#### MATERIAL TO PROCESS ####
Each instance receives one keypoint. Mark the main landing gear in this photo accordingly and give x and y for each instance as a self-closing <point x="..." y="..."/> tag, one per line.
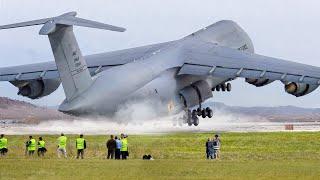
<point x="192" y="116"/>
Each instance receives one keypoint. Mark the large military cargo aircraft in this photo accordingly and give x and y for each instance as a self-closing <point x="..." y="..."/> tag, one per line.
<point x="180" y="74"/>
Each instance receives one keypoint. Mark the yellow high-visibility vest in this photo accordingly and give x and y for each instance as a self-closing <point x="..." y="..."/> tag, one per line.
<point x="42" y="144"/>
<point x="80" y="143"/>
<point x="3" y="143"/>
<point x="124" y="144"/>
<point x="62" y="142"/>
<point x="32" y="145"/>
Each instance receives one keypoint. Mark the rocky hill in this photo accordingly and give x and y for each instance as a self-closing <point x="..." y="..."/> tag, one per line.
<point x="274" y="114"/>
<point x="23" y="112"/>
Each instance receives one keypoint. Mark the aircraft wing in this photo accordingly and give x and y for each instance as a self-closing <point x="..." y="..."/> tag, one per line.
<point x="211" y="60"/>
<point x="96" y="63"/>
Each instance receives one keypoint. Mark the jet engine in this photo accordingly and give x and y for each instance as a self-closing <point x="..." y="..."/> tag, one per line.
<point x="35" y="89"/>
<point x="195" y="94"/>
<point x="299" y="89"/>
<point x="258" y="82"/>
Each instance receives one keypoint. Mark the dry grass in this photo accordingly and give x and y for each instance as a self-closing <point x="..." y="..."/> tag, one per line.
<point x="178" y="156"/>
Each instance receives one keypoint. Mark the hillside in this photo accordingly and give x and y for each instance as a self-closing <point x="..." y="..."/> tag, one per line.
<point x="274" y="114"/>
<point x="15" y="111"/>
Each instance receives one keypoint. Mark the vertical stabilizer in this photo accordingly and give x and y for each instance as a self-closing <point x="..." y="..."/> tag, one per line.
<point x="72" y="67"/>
####
#### MATERIAL TO PROCESS ####
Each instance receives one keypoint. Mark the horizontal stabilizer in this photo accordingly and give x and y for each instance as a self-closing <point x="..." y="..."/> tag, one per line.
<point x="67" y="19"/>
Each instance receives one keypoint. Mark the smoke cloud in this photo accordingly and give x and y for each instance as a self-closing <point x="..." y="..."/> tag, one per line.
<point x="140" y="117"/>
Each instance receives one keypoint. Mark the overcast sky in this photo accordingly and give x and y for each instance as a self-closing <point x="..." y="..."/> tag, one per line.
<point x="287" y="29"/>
####
» WHAT YOU SHOULD DO:
Please report every line of the records that contains the word "wing", copying each one in full. Case counts.

» SOLUTION:
Each instance receives one keypoint. Mark the aircraft wing in this photo accordingly and give x and y for each instance as a self-closing <point x="..." y="..."/> tag, one per line.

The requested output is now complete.